Subsequent researchers put more emphasis on soil salts. Justus von
Liebig (1803-73) took this idea to the limit, claiming that all
plant growth was based on simple salts and that the soil played
only a limited role as a nonliving physical support system. This
formed the basis for the reigning chemical theory of soil fertility.
More recently, however, organic farmers and researchers have expounded
a different view of plant fertility, one which emphasizes the entirety
of the soil, rather than simple chemical salts present therein,
as the essential life-giving medium for plants. We believe the living
soil provides nutrients that are vital for healthy plant growth
and productivity. Therefore, we advocate growing systems that feed
the soil, not the plant, as the best agricultural strategy.
Started in 1981, The Rodale Institute Farming Systems Trial®
(FST) provides an excellent stage for testing the validity and practicality
of these dramatically contrary principles, thanks to years of synthetic
chemical fertilization in the conventional plots and soil building
practices in the organic systems.
Initially, existing FST soil nitrogen levels were unable to meet
the needs of corn, but after four years of organic soil management,
corn yields reached levels statistically identical to those in the
conventionally managed system.
Tracking nitrogen in agricultural systems
In 1987 and 1988, the fate of nitrogen from ammonium sulfate fertilizer
in the conventional system, and from red clover in the organic systems,
was measured using labeled Nitrogen isotope 15. This isotope tagging
allowed the researchers to find: 1) how much nitrogen was absorbed
by crops; 2) how much was captured in the soil; and 3) how much
nitrogen was lost to the environment.
The results showed that more fertilizer than legume N (40 percent
and 17 percent respectively) was directly recovered by corn plants.
Since corn yields were equivalent, these data suggest that organically
managed soils were able to provide a large proportion of the corn’s
N requirements.

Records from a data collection

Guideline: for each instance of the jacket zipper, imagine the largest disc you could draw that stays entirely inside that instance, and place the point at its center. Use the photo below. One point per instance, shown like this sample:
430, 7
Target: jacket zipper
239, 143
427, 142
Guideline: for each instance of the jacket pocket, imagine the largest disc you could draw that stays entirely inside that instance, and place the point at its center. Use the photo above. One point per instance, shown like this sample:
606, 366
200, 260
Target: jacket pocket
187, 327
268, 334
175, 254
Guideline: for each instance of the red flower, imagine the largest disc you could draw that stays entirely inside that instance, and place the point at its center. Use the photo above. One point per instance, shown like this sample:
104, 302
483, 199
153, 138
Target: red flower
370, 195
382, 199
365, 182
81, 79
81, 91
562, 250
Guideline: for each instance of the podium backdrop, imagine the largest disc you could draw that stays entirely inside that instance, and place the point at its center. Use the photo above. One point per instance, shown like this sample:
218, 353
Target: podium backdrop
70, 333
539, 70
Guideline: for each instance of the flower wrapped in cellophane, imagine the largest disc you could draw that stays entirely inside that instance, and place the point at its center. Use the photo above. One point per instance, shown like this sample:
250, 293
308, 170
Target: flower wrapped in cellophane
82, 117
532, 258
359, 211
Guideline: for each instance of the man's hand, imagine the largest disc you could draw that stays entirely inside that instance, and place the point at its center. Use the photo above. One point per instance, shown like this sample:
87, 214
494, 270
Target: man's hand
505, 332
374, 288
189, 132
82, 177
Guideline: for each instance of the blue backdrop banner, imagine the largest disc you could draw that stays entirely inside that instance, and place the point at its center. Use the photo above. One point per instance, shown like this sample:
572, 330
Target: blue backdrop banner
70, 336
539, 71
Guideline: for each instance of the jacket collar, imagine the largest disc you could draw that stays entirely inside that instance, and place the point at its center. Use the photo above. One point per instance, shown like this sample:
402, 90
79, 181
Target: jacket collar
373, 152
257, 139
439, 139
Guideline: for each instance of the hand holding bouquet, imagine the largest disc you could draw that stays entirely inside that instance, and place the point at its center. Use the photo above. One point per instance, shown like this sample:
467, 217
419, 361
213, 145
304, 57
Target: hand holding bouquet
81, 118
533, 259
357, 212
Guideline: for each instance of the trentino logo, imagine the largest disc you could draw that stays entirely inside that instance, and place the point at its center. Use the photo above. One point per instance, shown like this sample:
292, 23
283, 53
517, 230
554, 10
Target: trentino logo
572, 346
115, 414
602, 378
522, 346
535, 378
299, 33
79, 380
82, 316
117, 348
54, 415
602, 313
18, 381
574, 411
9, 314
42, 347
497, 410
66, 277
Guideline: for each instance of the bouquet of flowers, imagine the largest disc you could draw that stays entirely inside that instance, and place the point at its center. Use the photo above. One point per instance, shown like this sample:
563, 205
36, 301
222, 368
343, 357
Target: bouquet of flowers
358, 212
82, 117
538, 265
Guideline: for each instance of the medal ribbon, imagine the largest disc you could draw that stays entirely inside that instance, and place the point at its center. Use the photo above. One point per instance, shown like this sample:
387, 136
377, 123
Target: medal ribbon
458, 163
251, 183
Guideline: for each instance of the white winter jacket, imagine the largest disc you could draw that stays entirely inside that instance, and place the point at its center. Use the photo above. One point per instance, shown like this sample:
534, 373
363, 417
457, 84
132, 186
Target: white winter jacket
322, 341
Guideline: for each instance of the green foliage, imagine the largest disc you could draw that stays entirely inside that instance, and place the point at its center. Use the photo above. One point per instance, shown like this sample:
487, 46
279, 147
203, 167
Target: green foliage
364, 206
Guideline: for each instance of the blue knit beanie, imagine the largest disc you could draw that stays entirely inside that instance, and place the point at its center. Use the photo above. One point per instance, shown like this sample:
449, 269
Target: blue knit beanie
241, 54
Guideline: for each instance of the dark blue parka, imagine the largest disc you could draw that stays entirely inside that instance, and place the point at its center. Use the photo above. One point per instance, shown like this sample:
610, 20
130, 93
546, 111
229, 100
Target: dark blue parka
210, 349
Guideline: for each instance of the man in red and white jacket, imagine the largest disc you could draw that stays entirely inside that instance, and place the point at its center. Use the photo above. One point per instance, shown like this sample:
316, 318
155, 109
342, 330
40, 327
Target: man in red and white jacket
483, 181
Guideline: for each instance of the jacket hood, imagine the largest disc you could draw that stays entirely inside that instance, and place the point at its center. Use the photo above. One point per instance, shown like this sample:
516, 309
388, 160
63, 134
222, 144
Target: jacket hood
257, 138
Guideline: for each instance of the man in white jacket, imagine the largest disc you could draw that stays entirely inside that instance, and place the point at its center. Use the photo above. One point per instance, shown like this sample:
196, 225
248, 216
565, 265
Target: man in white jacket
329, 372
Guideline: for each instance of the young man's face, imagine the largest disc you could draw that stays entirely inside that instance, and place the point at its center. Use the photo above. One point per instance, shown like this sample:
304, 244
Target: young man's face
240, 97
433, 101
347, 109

• [Directions for this task] Print the soil fertility passage word for word, from "Subsequent researchers put" up to and including "of soil fertility.".

• [Solved exercise]
Subsequent researchers put more emphasis on soil salts. Justus von
Liebig (1803-73) took this idea to the limit, claiming that all
plant growth was based on simple salts and that the soil played
only a limited role as a nonliving physical support system. This
formed the basis for the reigning chemical theory of soil fertility.